§ Text for analysis
These are not trivial chemicals. Here there be dragons.

The Eckerts wanted to bring back not the louche psychedelic use of the
late '60s and '70s, but the supported psychedelic use of the '50s and
early '60s. "We wanted to put psychedelic therapy and wellness on its
own foundation," Tom told me. Under Measure 109, no one will be able
to walk into a store and buy magic mushrooms. Instead, there will be
regulated centers, with trained and licensed facilitators who are
there both for the trip itself and to help people integrate the
experience afterward. There will be screening for psychological and
physical conditions that could make the experience unsafe and help
on-site for anyone who does fall into psychological or physical
crisis. "We wanted to think deeply about how we might integrate
psychedelics back into the culture," Eckert said.

§ What the exercise asks
Pick up the passage on Oregon's Measure 109 and psychedelic therapy after its last sentence and keep writing it.

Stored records
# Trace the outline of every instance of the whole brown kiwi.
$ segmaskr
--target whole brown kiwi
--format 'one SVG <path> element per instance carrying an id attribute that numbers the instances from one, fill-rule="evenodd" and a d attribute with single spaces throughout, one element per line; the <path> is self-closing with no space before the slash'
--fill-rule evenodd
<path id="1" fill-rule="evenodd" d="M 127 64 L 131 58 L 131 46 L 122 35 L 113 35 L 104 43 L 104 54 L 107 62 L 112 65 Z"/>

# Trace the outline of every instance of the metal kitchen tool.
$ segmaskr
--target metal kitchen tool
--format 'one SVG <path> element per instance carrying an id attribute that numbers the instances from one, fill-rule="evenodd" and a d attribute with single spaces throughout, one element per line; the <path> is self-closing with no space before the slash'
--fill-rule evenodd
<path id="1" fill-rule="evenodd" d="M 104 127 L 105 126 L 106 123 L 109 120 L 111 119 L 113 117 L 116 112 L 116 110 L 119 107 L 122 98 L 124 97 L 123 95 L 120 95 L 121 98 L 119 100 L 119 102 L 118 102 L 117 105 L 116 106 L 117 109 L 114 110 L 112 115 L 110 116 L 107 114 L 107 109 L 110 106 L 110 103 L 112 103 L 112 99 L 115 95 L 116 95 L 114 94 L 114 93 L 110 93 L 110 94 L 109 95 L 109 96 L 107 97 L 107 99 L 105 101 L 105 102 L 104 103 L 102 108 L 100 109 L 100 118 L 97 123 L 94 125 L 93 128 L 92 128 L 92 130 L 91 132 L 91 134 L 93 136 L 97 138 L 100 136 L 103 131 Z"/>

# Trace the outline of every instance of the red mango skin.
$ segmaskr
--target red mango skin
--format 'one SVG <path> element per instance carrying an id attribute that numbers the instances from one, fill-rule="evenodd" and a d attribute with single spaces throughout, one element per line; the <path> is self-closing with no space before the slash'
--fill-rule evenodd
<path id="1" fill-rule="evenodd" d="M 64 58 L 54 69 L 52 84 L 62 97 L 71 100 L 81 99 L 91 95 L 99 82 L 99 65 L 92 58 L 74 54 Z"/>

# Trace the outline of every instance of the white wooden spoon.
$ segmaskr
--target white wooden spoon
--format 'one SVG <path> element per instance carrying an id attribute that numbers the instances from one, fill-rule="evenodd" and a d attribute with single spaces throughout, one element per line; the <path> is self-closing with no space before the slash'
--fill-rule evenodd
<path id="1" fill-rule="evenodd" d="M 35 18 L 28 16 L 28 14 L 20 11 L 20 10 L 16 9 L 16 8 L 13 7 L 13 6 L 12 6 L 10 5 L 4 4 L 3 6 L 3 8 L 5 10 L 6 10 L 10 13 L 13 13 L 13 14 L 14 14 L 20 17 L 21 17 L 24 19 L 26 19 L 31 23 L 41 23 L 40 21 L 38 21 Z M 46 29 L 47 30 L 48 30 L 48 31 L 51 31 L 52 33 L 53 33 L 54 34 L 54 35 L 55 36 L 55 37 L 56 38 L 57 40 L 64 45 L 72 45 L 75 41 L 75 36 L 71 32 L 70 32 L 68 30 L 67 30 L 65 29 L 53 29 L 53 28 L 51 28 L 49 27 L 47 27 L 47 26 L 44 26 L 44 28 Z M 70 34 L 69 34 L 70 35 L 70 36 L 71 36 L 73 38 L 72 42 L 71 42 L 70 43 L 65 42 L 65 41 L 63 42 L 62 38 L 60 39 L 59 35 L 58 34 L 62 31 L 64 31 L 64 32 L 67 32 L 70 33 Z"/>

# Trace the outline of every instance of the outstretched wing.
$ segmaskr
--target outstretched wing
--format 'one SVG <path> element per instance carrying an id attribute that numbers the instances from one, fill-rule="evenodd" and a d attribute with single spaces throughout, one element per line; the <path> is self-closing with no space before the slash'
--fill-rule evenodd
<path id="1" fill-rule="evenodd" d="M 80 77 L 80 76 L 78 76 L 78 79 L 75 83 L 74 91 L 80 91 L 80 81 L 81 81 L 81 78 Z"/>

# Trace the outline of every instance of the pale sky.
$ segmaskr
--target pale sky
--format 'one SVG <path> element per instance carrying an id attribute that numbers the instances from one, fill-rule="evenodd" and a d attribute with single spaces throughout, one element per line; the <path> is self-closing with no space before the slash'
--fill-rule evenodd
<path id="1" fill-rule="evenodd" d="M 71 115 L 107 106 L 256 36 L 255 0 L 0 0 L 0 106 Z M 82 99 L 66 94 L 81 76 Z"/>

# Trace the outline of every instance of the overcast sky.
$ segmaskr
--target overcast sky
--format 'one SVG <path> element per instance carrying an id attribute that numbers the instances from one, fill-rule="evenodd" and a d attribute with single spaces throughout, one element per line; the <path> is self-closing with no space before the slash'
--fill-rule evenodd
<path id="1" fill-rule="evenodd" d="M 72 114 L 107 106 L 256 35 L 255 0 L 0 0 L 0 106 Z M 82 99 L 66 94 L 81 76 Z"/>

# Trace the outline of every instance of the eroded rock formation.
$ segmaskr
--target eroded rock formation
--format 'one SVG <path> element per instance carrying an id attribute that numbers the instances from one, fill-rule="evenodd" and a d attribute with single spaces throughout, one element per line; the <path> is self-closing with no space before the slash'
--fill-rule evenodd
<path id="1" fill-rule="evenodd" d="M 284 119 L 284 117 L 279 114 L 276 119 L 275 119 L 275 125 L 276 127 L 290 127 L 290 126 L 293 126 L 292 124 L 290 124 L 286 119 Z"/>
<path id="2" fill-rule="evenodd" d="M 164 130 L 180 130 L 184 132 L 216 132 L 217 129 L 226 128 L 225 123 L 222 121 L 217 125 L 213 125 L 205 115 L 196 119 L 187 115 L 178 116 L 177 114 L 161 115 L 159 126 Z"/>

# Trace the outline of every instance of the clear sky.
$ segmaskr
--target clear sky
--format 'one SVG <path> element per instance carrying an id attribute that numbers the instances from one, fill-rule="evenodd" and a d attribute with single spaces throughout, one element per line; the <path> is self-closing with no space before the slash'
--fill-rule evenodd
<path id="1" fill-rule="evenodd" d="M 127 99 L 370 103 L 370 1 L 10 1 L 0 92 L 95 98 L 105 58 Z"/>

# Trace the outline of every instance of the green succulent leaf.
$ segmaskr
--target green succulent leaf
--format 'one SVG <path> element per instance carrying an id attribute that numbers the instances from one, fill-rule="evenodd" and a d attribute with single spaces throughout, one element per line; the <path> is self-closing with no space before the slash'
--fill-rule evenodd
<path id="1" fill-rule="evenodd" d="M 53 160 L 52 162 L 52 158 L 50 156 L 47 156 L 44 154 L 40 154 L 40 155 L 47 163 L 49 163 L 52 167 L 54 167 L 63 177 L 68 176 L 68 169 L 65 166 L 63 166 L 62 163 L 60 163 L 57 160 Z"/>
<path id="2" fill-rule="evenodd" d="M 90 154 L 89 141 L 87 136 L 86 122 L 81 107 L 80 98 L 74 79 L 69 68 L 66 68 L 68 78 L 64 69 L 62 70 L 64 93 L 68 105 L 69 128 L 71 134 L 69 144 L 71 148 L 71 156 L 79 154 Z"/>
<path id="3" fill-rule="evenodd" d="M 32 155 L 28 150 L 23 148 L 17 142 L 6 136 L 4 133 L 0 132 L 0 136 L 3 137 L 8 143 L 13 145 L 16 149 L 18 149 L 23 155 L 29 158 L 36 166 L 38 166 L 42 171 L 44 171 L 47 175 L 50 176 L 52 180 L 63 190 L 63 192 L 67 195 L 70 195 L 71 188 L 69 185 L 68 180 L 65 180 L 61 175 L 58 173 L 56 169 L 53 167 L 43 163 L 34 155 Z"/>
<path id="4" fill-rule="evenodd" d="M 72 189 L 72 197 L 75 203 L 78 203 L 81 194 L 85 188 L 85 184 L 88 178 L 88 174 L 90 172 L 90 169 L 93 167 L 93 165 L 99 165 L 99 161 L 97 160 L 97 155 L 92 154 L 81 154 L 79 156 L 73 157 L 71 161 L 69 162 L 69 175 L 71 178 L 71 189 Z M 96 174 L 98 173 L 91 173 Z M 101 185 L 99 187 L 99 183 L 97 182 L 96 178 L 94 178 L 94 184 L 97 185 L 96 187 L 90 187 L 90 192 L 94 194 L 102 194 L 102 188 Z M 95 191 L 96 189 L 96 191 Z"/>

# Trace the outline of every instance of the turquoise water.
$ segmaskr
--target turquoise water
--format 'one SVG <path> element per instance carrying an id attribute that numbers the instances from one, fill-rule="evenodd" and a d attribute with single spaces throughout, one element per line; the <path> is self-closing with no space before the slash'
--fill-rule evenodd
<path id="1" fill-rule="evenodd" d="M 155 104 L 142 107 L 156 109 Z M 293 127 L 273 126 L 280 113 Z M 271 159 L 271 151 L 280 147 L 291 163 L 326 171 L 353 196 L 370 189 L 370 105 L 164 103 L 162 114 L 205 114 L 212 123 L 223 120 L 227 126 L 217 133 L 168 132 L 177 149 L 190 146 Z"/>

§ Result of this task
The Eckerts' initiative caught the attention of a broader group of
organizations trying to shift the laws around psychedelics. They were
invited to present at a meeting of the Multidisciplinary Association
for Psychedelic Studies, or MAPS. There, they met with other key
groups that would become backers of their project: David Bronner, the
chief executive of Dr. Bronner's soaps, which uses some of its profits
to support drug reform initiatives, and Graham Boyd, a co-founder of
the Psychedelic Science Funders Collaborative, who brought his
experience winning ballot initiative campaigns to the effort.

MAPS, which is led by its founder, Rick Doblin, is at the center of
the decades-long effort to revive research into the medical benefits
of psychedelics and is currently deep in F.D.A. trials to get MDMA, an
empathogenic chemical associated with the drug ecstasy, approved as a
treatment for post-traumatic stress disorder. Doblin supports the
Oregon initiative, but he is cautious about the difficulties inherent
in getting it right. How will facilitators be trained? How will
patients be screened? Psilocybin remains illegal at the federal level,
and the federal government could choose to act on that at any time, he
noted. In the early years of state cannabis legalization, there were
raids on dispensaries. "I worry those with the most at stake in terms
of licenses will be fearful of participating, when those are the
people we most want to participate," Doblin told me.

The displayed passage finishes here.